> DATASET RECORDS:
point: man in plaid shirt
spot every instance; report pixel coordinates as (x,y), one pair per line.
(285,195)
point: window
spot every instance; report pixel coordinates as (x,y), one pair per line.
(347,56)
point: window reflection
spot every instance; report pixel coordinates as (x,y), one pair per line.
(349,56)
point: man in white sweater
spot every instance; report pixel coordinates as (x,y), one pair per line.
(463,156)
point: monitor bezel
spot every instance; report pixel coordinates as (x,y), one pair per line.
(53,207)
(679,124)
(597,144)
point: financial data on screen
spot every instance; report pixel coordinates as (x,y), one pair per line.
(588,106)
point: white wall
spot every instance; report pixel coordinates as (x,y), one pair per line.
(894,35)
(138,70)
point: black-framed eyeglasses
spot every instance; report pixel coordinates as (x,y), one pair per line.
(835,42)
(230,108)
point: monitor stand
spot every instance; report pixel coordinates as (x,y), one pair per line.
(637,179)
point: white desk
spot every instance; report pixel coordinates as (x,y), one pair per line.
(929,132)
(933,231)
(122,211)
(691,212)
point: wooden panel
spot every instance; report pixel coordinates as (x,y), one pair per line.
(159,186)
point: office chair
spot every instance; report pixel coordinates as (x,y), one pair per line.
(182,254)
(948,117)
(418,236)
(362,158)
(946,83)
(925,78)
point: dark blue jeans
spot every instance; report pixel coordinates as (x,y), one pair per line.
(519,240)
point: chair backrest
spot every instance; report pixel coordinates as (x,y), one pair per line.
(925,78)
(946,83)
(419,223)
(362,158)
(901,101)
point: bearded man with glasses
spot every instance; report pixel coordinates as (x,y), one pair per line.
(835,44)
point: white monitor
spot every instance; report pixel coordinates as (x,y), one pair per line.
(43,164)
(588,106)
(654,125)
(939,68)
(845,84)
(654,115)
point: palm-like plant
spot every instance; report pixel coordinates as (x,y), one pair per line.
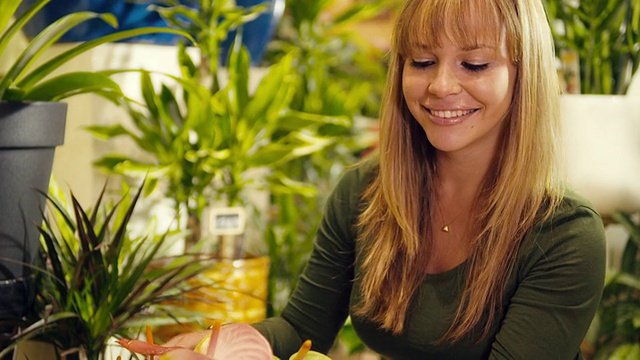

> WORK REQUIRED: Reproduce word for word the stretch of the listing from the line containing "point: bearded man with glasses" through the end of the listing, both ends included. Leave out the pictures.

> THE SOLUTION:
point: bearded man with glasses
spot every instance; report pixel coordinates as (x,y), one pair per line.
(835,44)
point: white monitor
spot every instance; report pixel coordinates as (x,y), one pair per line.
(43,164)
(588,106)
(654,125)
(939,68)
(845,84)
(654,115)
point: palm-like plant
spot every instance; report pixel coordinates as (x,y), one pair per line.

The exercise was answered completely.